+++ Records

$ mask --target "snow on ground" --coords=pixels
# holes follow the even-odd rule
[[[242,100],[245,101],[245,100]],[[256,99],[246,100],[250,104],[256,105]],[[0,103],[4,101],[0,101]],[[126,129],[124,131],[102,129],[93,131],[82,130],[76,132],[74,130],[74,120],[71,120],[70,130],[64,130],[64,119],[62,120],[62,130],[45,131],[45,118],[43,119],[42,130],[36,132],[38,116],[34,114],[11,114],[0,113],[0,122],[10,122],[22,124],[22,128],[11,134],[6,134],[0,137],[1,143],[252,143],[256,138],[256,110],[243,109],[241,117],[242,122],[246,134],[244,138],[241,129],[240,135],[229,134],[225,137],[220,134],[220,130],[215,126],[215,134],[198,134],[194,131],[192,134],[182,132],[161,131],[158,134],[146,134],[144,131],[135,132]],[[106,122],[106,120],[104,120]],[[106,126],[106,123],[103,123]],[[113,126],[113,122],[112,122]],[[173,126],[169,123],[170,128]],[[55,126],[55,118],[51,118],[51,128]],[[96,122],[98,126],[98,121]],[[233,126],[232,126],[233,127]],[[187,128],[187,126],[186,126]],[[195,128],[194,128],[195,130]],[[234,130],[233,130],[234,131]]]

++++++
+++ Records

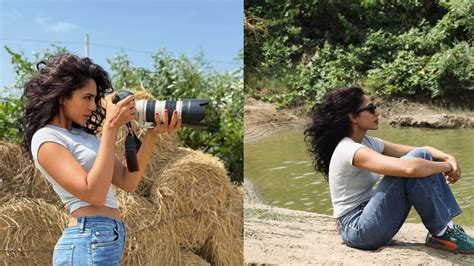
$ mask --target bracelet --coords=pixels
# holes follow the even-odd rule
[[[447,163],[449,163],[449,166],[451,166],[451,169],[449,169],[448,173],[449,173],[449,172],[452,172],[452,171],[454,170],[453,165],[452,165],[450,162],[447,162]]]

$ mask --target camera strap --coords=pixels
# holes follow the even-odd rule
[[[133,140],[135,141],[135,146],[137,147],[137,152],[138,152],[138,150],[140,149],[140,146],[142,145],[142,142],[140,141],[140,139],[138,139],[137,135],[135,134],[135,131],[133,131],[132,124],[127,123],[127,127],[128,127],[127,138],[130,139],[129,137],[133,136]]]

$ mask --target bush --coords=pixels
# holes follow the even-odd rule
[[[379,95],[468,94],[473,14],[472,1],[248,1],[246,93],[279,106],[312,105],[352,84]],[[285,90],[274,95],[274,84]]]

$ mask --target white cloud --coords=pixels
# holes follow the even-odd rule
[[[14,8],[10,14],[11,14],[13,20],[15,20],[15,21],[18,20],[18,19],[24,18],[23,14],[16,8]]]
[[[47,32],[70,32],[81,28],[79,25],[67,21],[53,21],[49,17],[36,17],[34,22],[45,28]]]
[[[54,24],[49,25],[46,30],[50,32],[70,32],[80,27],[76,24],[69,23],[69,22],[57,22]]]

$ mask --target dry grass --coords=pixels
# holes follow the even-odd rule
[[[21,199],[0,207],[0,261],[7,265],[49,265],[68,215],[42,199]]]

++++++

■ **Exercise prompt**
Report, copied in full, each line above that contains the string "mask".

■ **Written response**
$ mask --target "snow on ground" --coords=pixels
$ mask --target bracelet --coords=pixels
$ mask --target camera strap --coords=pixels
$ mask --target bush --coords=pixels
$ mask --target white cloud --coords=pixels
$ mask --target dry grass --coords=pixels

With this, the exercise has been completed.